INSTRUCTIONS FOR THE TASK >> Copy the data exactly from the line that contains "Point to the baby's hand." through the line that contains "Point to the pink", keeping both end lines and leaving out everything else.

RECORDS TO PROCESS >>
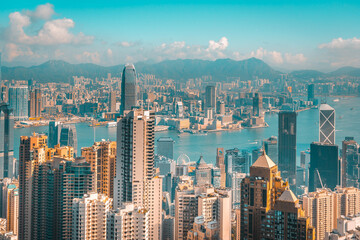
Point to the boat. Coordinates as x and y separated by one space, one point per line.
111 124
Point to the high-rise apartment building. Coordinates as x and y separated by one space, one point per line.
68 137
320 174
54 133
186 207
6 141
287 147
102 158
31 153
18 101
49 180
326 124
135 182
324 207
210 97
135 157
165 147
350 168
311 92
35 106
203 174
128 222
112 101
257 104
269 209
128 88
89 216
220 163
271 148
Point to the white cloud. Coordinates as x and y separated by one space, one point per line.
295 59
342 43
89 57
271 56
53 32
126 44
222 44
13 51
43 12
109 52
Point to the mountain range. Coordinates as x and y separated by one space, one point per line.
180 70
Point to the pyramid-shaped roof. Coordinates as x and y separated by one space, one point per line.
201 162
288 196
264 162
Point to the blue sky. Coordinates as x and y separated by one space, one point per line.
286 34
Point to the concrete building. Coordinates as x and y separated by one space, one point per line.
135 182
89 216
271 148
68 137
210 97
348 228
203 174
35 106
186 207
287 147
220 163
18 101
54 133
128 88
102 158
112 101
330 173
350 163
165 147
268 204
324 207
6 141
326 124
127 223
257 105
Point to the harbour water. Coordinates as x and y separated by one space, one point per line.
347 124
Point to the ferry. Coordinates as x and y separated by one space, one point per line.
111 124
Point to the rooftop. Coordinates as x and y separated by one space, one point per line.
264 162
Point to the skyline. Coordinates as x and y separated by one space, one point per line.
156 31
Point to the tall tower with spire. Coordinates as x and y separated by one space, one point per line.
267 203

...

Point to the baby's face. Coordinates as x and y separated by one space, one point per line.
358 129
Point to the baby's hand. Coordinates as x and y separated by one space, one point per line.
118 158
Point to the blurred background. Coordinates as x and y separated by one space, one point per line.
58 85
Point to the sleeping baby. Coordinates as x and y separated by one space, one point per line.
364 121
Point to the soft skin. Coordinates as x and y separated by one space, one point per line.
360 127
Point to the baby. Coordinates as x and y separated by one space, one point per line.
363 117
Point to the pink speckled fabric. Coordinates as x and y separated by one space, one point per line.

YOUR SOLUTION >>
Point to the baby's hand. Coordinates as x and y separated by one space, one point per line.
118 158
Point to the blurred background. Coordinates as x and y separated by one space, one point per line.
58 85
Point to the sleeping baby. Coordinates as x and y separated by one space, one point per line.
364 121
Point to the soft skin. Coordinates as x and y separated by one space, one point per line.
360 127
Point to the baby. Coordinates as x and y separated by one space, one point per line.
363 117
Point to the pink speckled fabric. Coordinates as x and y separated by one space, one point per line.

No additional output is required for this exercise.